▶ Your task: Convert the lines of the records below, from the line containing "indicate the child's arm, a" through the end of the records, into a numbered list with blank lines omitted.

::: Dataset entries

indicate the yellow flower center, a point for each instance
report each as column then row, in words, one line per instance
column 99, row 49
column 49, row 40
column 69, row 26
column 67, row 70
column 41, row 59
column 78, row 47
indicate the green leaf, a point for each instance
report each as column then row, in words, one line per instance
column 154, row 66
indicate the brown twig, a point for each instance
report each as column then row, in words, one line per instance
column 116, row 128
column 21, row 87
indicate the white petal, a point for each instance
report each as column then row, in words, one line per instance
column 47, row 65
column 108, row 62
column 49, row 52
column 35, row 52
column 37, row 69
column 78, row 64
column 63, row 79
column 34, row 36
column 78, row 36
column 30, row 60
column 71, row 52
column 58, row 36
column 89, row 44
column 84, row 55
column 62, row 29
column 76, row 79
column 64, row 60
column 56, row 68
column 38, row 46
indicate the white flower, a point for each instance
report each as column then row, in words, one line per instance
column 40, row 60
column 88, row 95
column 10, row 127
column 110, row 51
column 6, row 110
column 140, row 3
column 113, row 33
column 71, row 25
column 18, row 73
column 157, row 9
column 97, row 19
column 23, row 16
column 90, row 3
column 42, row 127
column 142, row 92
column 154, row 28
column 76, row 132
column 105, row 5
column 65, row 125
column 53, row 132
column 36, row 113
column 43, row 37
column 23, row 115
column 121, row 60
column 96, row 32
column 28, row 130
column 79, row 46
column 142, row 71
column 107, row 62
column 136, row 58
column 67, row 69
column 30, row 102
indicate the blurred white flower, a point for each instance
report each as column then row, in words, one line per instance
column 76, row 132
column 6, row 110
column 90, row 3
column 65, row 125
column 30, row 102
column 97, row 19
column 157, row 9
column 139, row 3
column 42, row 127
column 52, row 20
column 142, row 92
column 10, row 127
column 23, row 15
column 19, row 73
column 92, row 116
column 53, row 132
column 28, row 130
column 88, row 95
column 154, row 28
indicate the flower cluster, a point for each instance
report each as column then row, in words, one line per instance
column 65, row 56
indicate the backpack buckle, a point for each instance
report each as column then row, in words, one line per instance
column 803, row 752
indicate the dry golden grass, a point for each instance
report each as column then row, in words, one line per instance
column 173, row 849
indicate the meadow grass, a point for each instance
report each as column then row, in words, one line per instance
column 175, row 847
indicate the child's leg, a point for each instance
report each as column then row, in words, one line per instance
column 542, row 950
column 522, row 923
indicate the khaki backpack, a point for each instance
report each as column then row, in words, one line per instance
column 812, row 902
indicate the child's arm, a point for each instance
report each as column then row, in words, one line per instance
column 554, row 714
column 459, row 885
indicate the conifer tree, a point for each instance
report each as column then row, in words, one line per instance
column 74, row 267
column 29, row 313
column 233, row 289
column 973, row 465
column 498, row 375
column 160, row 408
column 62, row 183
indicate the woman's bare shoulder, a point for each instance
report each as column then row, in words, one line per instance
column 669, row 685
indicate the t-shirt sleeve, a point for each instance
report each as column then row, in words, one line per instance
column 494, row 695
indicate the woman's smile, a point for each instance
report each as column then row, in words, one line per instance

::::::

▶ Correct response:
1. indicate the child's arm, a point for each instance
2. report each as column then row, in words, one line per instance
3. column 554, row 714
4. column 459, row 885
5. indicate the conifer tree, a point for each instance
6. report each as column then row, in words, one line per instance
7. column 74, row 267
8. column 29, row 313
9. column 233, row 289
10. column 973, row 465
11. column 498, row 375
12. column 160, row 408
13. column 62, row 183
14. indicate the woman's bare shoulder, a point for each instance
15. report each as column then row, in words, one line per instance
16. column 669, row 685
17. indicate the t-shirt sleeve, a point for each instance
18. report each as column then row, in words, one line per instance
19. column 494, row 695
20. indicate the woman's smile, a point for each instance
21. report each as column then row, in words, one line per instance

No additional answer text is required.